## Given data
- - - -
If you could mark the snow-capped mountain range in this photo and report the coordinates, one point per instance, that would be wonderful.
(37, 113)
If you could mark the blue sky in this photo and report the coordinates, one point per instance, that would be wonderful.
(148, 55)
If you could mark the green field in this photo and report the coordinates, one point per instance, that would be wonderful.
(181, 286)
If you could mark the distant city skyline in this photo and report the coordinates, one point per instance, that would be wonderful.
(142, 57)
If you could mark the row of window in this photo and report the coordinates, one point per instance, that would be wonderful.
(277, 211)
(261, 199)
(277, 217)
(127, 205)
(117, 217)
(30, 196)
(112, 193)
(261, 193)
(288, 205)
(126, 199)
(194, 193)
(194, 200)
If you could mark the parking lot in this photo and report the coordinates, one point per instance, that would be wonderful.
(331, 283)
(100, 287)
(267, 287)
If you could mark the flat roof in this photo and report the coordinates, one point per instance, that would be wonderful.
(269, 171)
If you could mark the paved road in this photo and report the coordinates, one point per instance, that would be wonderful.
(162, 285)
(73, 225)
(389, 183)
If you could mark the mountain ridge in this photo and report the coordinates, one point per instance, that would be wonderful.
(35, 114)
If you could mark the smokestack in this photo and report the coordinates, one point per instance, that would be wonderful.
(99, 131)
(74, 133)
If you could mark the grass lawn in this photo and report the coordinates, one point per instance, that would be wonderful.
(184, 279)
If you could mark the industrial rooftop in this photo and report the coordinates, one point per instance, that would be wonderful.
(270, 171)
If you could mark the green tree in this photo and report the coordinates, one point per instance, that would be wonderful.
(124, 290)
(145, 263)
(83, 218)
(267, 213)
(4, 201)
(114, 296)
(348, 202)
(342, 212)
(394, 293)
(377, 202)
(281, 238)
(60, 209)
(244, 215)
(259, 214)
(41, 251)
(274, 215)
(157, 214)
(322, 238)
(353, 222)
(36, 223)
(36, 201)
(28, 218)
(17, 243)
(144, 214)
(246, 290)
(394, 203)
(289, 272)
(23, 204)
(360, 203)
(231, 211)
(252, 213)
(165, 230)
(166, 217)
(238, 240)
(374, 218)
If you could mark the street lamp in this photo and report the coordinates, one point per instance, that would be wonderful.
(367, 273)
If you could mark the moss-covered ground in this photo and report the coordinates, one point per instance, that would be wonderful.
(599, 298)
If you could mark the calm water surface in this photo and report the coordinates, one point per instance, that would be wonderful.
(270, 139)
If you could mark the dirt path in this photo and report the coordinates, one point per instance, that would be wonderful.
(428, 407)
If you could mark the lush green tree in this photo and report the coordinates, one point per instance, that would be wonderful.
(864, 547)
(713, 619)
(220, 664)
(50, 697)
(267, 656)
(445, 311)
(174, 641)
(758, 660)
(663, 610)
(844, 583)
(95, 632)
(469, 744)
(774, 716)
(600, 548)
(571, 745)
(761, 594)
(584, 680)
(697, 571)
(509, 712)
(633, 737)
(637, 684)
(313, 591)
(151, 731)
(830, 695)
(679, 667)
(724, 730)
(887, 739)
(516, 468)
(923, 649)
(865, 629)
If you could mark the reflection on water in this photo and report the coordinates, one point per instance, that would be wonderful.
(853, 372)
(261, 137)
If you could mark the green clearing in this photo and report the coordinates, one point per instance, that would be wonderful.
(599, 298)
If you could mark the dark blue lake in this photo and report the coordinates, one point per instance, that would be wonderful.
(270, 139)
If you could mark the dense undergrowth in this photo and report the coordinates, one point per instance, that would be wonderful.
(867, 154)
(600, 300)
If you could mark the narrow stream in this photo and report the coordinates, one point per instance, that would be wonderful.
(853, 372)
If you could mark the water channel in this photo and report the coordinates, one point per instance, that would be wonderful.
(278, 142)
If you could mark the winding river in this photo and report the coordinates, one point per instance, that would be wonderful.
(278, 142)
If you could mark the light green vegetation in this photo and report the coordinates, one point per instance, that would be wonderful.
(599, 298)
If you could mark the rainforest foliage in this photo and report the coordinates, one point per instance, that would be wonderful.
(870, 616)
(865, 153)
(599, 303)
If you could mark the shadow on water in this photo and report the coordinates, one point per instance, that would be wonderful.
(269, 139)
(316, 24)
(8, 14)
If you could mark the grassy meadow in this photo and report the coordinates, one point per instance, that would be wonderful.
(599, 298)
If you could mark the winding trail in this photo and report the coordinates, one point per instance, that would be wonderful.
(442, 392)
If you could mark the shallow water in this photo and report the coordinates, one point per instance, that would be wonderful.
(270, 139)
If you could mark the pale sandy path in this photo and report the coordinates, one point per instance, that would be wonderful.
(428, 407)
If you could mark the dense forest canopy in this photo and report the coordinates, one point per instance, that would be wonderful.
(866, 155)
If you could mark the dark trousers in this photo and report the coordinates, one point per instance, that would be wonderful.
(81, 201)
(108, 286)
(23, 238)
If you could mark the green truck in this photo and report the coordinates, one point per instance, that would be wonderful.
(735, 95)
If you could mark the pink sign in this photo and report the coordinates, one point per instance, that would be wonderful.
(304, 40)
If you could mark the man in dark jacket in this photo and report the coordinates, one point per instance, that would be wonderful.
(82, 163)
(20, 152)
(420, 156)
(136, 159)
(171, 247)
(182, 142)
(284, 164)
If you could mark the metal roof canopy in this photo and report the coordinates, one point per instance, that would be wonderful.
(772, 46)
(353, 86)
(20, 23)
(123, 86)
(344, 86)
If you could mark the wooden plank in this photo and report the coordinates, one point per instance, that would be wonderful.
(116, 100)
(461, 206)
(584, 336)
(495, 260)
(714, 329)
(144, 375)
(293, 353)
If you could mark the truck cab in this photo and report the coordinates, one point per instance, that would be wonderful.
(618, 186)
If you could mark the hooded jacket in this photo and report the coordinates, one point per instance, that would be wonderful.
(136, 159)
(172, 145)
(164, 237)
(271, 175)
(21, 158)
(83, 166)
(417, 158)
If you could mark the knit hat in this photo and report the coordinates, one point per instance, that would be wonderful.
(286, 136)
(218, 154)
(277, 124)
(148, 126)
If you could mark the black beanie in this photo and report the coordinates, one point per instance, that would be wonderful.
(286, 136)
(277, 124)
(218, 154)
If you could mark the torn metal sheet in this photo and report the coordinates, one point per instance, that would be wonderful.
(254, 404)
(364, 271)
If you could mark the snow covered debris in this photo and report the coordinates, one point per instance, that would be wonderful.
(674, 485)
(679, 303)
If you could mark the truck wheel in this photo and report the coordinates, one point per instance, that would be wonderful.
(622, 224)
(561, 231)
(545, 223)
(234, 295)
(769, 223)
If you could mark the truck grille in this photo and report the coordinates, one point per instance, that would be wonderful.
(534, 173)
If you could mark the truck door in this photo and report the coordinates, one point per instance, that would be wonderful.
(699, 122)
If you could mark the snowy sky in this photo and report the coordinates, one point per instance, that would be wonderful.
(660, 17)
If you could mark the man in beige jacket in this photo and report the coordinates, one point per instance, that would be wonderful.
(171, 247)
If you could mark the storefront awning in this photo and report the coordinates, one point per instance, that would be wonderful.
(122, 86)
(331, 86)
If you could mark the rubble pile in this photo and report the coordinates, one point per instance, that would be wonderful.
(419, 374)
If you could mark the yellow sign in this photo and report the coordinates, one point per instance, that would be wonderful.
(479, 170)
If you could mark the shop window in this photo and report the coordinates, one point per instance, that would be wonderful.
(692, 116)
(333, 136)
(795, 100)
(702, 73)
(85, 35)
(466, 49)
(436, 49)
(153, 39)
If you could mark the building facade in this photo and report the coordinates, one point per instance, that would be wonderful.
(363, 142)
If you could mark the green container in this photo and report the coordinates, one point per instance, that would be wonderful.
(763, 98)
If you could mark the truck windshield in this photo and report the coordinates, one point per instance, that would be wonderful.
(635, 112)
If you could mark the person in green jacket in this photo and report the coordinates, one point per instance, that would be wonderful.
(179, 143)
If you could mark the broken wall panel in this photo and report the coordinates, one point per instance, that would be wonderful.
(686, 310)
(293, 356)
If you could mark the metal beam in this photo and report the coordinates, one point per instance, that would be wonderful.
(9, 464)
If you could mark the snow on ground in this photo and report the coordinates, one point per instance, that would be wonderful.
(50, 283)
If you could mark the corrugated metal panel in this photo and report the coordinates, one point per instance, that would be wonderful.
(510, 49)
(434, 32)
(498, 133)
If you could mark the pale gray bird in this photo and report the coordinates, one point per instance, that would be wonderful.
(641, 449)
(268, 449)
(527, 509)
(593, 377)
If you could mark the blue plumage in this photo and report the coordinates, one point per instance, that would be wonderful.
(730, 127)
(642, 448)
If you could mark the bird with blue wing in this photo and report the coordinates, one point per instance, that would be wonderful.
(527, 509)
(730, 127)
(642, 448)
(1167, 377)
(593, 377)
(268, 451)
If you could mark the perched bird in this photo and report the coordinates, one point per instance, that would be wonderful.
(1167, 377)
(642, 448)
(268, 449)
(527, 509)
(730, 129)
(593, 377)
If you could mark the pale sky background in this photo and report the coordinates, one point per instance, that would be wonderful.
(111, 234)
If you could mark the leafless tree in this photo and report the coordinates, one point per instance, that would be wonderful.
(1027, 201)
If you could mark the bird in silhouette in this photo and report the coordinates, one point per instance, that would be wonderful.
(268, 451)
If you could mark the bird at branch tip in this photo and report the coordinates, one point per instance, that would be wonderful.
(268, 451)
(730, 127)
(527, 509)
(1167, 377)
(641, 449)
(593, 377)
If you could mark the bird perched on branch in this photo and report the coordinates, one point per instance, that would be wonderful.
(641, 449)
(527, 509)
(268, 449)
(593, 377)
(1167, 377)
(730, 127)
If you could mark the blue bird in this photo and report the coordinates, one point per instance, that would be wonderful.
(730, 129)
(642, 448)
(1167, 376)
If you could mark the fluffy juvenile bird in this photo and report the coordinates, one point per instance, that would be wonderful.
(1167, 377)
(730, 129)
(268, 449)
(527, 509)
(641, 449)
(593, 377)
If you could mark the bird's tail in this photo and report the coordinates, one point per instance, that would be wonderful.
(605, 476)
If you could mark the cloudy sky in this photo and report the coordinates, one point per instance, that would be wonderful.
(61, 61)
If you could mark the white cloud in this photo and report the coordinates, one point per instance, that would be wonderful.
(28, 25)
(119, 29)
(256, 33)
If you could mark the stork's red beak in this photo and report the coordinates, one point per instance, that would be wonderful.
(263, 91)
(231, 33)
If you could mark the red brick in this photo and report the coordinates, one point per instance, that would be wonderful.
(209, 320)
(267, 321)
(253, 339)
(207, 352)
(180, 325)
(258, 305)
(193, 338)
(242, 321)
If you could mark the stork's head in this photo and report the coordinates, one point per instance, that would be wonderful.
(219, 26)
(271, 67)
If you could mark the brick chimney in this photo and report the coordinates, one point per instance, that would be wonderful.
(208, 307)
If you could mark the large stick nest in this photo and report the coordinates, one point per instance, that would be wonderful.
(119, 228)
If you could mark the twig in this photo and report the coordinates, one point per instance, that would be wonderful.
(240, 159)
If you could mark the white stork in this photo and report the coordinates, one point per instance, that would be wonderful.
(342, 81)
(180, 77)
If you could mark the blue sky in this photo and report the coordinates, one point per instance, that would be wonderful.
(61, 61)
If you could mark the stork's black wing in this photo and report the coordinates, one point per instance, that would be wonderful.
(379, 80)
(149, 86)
- - - -
## Task requirements
Reproduce exactly every line between the line with "If you could mark the twig" and the last line of the records above, both included.

## Solution
If you could mark the twig in this photo and report the coordinates, one point per instance, that would be wonderful.
(240, 159)
If you could mark the white stork in this photo and report the coordinates, one point per instance, that would be wonderful.
(342, 81)
(180, 77)
If you could mark the blue sky in this photo and report the coordinates, one point per instance, that would be wonderful.
(61, 61)
If you could mark the stork's black wing in this photo and report the coordinates, one point per instance, that would be wonderful.
(379, 80)
(149, 86)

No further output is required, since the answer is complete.